- **WORK TO BE COMPLETED**:
Retype the records below word for word and omit any image.

- **PROVIDED RECORDS**:
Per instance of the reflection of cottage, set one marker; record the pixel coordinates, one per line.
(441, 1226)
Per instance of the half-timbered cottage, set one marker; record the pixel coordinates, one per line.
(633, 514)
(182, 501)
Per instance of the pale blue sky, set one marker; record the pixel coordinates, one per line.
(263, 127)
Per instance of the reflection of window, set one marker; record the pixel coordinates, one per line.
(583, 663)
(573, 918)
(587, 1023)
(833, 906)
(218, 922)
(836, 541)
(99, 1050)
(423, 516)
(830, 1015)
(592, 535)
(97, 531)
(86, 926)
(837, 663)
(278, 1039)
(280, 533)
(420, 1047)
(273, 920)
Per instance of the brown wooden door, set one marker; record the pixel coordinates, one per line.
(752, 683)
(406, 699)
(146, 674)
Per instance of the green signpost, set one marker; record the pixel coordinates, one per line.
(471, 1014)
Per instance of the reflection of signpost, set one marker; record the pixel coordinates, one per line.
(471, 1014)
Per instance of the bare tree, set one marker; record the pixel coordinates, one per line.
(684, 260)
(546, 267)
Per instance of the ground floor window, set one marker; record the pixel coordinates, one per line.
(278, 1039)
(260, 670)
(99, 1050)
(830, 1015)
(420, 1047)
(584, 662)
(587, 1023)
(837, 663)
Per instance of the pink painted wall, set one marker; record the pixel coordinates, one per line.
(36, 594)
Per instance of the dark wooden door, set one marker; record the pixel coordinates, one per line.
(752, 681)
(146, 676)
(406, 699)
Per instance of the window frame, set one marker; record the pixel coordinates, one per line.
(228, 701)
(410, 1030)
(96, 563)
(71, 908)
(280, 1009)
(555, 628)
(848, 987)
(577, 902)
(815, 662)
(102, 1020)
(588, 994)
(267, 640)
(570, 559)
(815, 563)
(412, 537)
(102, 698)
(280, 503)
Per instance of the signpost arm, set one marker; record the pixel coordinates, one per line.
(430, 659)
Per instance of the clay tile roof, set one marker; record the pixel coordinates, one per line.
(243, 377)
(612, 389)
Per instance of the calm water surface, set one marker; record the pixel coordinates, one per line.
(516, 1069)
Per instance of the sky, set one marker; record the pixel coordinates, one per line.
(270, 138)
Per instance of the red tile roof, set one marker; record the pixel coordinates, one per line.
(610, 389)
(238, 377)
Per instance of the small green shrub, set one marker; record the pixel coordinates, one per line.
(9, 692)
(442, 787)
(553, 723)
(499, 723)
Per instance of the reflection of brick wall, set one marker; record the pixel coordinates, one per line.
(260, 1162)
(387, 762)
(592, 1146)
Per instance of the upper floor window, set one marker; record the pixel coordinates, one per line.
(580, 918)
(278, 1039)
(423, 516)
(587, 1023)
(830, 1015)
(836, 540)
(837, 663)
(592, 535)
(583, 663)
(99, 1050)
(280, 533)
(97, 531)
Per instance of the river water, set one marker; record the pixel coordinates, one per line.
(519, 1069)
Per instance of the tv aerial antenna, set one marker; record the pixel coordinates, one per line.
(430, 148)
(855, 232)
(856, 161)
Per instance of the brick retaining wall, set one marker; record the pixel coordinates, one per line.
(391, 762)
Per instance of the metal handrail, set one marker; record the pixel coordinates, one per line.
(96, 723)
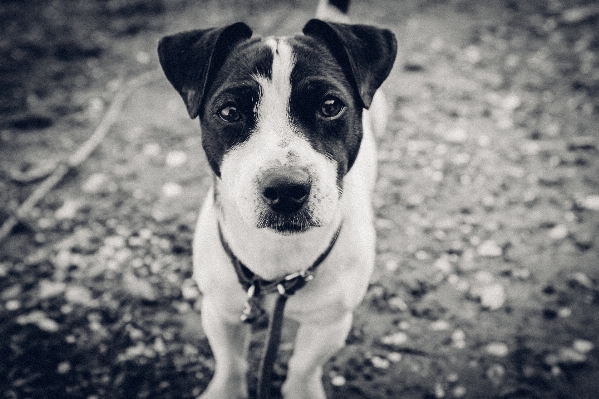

- **RESPONSE BOX**:
Per instance of the reflection of cottage, set one marker; record the pixel coordinates, one per line.
(441, 1226)
Per instance of the half-timbered cottage, set one marker; record the pixel coordinates, one per line.
(633, 514)
(182, 501)
Per instance of the pale blue sky, set one marker; record the pixel coordinates, one per line.
(263, 127)
Per instance of the reflection of window, set one marker; record the pixel coordinates, one per line.
(583, 663)
(573, 918)
(587, 1023)
(833, 906)
(218, 922)
(836, 541)
(99, 1050)
(423, 516)
(830, 1015)
(592, 535)
(97, 531)
(86, 926)
(837, 663)
(278, 1039)
(280, 533)
(420, 1047)
(273, 920)
Per instance of the brown wooden door, set one marker; record the pixel coordinates, one per line.
(752, 683)
(406, 699)
(146, 674)
Per instance of the green signpost, set one marker; record the pixel coordinates, one per line.
(471, 1014)
Per instance of the reflection of signpost, set one marker; record the pixel coordinates, one per line.
(471, 1014)
Per instance of the bare tree, set one marker; record the pixel coordinates, one per line.
(684, 260)
(546, 267)
Per instance of the ground floor window, set one marker; record the pixel coordinates, one per line.
(278, 1039)
(260, 670)
(99, 1050)
(830, 1015)
(420, 1047)
(584, 662)
(587, 1023)
(837, 663)
Per instance of the pink painted wall, set one marker; record the pixel coordinates, one per line.
(36, 594)
Per instance of the dark wooden door, set one marker; record the pixel coordinates, one per line.
(752, 681)
(146, 676)
(406, 699)
Per instance of the window frame, set one marker; record the pixel coordinates, one per line.
(228, 701)
(410, 1030)
(96, 563)
(71, 908)
(280, 1009)
(555, 628)
(848, 987)
(577, 902)
(815, 662)
(102, 1020)
(588, 994)
(267, 640)
(570, 559)
(815, 563)
(412, 537)
(102, 698)
(280, 503)
Per instance of the signpost arm, set one marker; record the pixel coordinates, one per line.
(430, 659)
Per instance of the clay tile roof, set one marker; record the pixel coordinates, one per line.
(243, 377)
(612, 389)
Per instance of the calm water surface, set one marker; record the pixel coordinates, one per line.
(516, 1069)
Per instance of the sky, set one marker; record the pixel coordinates, one per line.
(270, 138)
Per instance of the red tile roof, set one marker; record the pixel coordinates, one per line.
(610, 389)
(238, 377)
Per instance of the small green shrub, set one marker; record the pixel coordinates, one per line.
(9, 692)
(442, 787)
(553, 723)
(499, 723)
Per instance of the reflection of brick wall, set one marker; record the pixel coordinates, one per line.
(260, 1162)
(387, 762)
(592, 1146)
Per instance of the upper floor window, set one marker; record the pixel coordinates, one per line.
(580, 918)
(278, 1039)
(423, 516)
(587, 1023)
(830, 1015)
(836, 540)
(837, 663)
(592, 535)
(583, 663)
(99, 1050)
(280, 533)
(97, 531)
Per instance of the river water, set one marker; record the pixel coordinates, one per line.
(519, 1069)
Per instance of the tv aerial antenna, set one marker; record the pixel coordinates, one per line.
(430, 148)
(855, 232)
(856, 161)
Per instance of the brick retaining wall, set one marker; record the pixel coordinates, one per line.
(391, 762)
Per instance of the metal handrail, set one marker; record the pixel coordinates, one per line.
(96, 723)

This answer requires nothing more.